%%
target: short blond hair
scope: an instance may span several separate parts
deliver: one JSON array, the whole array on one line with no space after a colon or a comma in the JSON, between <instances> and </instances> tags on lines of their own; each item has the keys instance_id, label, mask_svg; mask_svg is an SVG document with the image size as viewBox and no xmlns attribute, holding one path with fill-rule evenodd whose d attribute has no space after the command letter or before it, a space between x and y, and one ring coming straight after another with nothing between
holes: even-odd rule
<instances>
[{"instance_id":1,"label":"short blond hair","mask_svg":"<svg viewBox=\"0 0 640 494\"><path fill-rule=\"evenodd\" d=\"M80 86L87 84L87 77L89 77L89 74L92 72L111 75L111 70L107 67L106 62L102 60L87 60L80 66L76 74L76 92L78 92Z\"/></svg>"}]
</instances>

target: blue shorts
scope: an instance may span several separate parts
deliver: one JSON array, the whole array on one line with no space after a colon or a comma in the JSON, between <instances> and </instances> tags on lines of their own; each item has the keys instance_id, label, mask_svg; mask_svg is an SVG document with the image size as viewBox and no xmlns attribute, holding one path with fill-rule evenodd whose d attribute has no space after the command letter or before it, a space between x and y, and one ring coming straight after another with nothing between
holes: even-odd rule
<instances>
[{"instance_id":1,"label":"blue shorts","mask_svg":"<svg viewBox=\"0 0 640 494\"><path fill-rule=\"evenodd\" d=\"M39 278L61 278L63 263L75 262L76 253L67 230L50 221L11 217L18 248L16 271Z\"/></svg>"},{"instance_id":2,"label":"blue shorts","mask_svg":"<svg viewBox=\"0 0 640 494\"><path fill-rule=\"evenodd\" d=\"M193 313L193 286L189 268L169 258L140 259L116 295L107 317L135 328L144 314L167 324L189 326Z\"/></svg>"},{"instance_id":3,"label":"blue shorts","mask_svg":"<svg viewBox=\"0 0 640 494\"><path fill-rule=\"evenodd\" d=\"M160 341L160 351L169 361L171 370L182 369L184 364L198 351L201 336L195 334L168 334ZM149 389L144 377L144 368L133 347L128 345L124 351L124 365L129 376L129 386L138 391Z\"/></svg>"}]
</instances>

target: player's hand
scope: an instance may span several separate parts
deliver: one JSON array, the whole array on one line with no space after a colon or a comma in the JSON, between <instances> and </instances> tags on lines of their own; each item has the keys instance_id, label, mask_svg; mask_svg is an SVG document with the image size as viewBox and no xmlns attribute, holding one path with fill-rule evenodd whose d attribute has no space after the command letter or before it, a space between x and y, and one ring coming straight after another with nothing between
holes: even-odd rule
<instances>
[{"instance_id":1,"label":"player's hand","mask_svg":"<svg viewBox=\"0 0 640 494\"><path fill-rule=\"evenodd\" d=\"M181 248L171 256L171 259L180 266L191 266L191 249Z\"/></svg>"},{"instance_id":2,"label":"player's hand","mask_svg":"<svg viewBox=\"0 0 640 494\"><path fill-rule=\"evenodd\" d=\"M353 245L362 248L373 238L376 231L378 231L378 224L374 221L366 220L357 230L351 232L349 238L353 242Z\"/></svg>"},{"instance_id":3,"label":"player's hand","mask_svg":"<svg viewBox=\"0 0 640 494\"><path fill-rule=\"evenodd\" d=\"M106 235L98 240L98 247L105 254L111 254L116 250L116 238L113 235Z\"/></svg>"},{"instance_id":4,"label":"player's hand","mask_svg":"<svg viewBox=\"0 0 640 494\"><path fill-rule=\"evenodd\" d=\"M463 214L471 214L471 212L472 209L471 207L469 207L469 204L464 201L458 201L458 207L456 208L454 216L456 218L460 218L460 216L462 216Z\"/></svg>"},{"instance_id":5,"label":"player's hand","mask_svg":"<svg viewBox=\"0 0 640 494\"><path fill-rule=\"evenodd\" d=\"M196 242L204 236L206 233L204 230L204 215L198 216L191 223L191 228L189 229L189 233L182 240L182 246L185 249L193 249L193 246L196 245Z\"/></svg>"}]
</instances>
%%
**Exercise**
The lines above need to be restated word for word, all of them.

**Problem solution**
target: short blond hair
scope: an instance may span several separate parts
deliver: one JSON array, the whole array on one line with no space after a colon or a comma in the JSON, between <instances> and </instances> tags on lines of their own; each item has the keys instance_id, label, mask_svg; mask_svg is an SVG document with the image size as viewBox and no xmlns attribute, holding one path with fill-rule evenodd whose d attribute has no space after the command letter or before it, a space between x and y, and one ring coming straight after another with nothing between
holes: even-odd rule
<instances>
[{"instance_id":1,"label":"short blond hair","mask_svg":"<svg viewBox=\"0 0 640 494\"><path fill-rule=\"evenodd\" d=\"M80 86L87 84L87 77L89 77L89 74L92 72L111 75L111 70L107 67L106 62L102 60L87 60L80 66L76 74L76 92L78 92Z\"/></svg>"}]
</instances>

target: blue shorts
scope: an instance may span several separate parts
deliver: one JSON array, the whole array on one line with no space after a colon or a comma in the JSON, between <instances> and </instances> tags on lines of their own; each item has the keys instance_id, label, mask_svg; mask_svg is an SVG document with the image size as viewBox and no xmlns attribute, holding one path with fill-rule evenodd whose d attribute has no space after the command letter or before it, a space between x and y, and one ring coming straight after another with nothing between
holes: even-odd rule
<instances>
[{"instance_id":1,"label":"blue shorts","mask_svg":"<svg viewBox=\"0 0 640 494\"><path fill-rule=\"evenodd\" d=\"M39 278L61 278L63 263L75 262L76 253L67 230L50 221L11 217L18 248L16 271Z\"/></svg>"},{"instance_id":2,"label":"blue shorts","mask_svg":"<svg viewBox=\"0 0 640 494\"><path fill-rule=\"evenodd\" d=\"M193 313L193 286L189 268L169 258L140 259L116 295L107 317L135 328L144 314L167 324L189 326Z\"/></svg>"},{"instance_id":3,"label":"blue shorts","mask_svg":"<svg viewBox=\"0 0 640 494\"><path fill-rule=\"evenodd\" d=\"M160 341L160 351L169 361L171 370L182 369L184 364L198 351L201 336L195 334L168 334ZM149 389L144 377L144 368L133 347L128 345L124 351L124 365L129 376L129 386L138 391Z\"/></svg>"}]
</instances>

target: player's hand
scope: an instance may span several separate parts
deliver: one JSON array, the whole array on one line with no space after a colon or a comma in the JSON, between <instances> and </instances> tags on lines of their own; each item has the keys instance_id, label, mask_svg; mask_svg is an SVG document with the image size as viewBox and no xmlns attribute, holding one path with fill-rule evenodd whose d attribute has no space after the command letter or before it, a space between x and y, and one ring coming straight after another with nothing between
holes: even-odd rule
<instances>
[{"instance_id":1,"label":"player's hand","mask_svg":"<svg viewBox=\"0 0 640 494\"><path fill-rule=\"evenodd\" d=\"M181 248L171 256L171 259L180 266L191 266L191 249Z\"/></svg>"},{"instance_id":2,"label":"player's hand","mask_svg":"<svg viewBox=\"0 0 640 494\"><path fill-rule=\"evenodd\" d=\"M353 245L362 248L373 238L376 231L378 231L378 224L374 221L366 220L357 230L351 232L349 238L353 242Z\"/></svg>"},{"instance_id":3,"label":"player's hand","mask_svg":"<svg viewBox=\"0 0 640 494\"><path fill-rule=\"evenodd\" d=\"M106 235L98 240L98 247L105 254L111 254L116 250L116 238L113 235Z\"/></svg>"},{"instance_id":4,"label":"player's hand","mask_svg":"<svg viewBox=\"0 0 640 494\"><path fill-rule=\"evenodd\" d=\"M463 214L471 214L471 212L472 209L471 207L469 207L469 204L464 201L458 201L458 207L456 208L454 216L456 218L460 218L460 216L462 216Z\"/></svg>"},{"instance_id":5,"label":"player's hand","mask_svg":"<svg viewBox=\"0 0 640 494\"><path fill-rule=\"evenodd\" d=\"M196 242L204 236L206 233L204 230L204 215L198 216L191 223L191 228L189 229L189 233L182 240L182 246L185 249L193 249L193 246L196 245Z\"/></svg>"}]
</instances>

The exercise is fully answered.